Copy out the listing below in full, putting "dot" in place of every "marker" and leaving all other text as it is.

§ Entries shown:
---*---
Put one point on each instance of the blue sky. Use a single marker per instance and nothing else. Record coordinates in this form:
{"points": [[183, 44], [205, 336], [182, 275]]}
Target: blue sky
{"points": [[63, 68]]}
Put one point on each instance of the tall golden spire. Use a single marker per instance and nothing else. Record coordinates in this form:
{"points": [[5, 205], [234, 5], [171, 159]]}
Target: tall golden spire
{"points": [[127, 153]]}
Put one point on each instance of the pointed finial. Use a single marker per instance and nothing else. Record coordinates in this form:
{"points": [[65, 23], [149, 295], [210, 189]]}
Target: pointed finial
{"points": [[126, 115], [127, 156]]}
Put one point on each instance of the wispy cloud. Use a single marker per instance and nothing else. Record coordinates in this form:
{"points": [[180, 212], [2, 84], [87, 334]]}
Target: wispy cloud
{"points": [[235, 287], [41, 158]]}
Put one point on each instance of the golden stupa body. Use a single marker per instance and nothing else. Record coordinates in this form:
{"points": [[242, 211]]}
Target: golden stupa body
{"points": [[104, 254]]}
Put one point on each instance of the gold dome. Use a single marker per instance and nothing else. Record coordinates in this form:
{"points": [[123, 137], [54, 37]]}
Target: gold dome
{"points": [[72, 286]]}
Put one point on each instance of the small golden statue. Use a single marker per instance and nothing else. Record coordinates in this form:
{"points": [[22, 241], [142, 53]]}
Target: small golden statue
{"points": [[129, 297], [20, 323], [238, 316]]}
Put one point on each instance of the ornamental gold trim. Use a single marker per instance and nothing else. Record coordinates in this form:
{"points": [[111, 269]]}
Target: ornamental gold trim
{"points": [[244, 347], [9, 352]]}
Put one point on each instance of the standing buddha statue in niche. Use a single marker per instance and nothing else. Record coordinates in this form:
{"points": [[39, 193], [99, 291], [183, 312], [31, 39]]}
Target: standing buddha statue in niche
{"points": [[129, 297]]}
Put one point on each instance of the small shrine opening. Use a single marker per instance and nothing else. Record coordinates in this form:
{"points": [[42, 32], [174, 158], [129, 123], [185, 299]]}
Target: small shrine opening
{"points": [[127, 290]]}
---*---
§ The completed task:
Put one point on each instance of the blue sky. Use a single dot per instance and nothing else. Record coordinates in this form:
{"points": [[183, 44], [205, 336], [182, 275]]}
Target: blue sky
{"points": [[63, 68]]}
Put one point on each instance of the tall golden spire. Use a single dot per instance and nothing else. Record coordinates in this form:
{"points": [[5, 205], [234, 5], [171, 159]]}
Target: tall golden spire
{"points": [[127, 153]]}
Put one point on each instance of the pointed finial. Use a single dot per instance and nothing else. Record coordinates in this form:
{"points": [[65, 23], [149, 295], [210, 189]]}
Target: pointed finial
{"points": [[126, 115], [127, 156]]}
Put one point on each instance of the wispy cloud. Use a single dot per instance and nothing else. Record coordinates in this form:
{"points": [[180, 212], [2, 84], [87, 334]]}
Target: wispy cloud
{"points": [[235, 287], [41, 158]]}
Put one point on each instance of the golden stupa body. Use a single dot per instance and nothing else. Record coordinates in this form:
{"points": [[242, 211]]}
Target: golden stupa body
{"points": [[104, 254]]}
Put one point on each instance of the gold dome. Use a single dot per instance and nothing else. Record coordinates in this form:
{"points": [[123, 137], [54, 37]]}
Target: gold dome
{"points": [[72, 286]]}
Put one point on each instance of the small golden statue. Use a single dot per instance and nothing else. Record coordinates in this form:
{"points": [[22, 241], [142, 53]]}
Target: small golden statue
{"points": [[129, 297], [20, 323], [238, 316]]}
Put one point on each instance of the ornamental gold trim. Use a single dot per instance and nothing else. Record coordinates in this form:
{"points": [[111, 269]]}
Target: ornamental gold trim
{"points": [[244, 347], [9, 352]]}
Put one point on each instance of the standing buddha statue in niche. Use a single dot per instance and nothing else. Record coordinates in this form:
{"points": [[39, 193], [99, 291], [183, 312], [31, 39]]}
Target: standing buddha statue in niche
{"points": [[129, 297]]}
Put one point on each instance of the small shrine opening. Use a single dot per instance and nothing else. Record coordinates in this form:
{"points": [[42, 32], [174, 158], [129, 123], [185, 299]]}
Target: small shrine opening
{"points": [[127, 290]]}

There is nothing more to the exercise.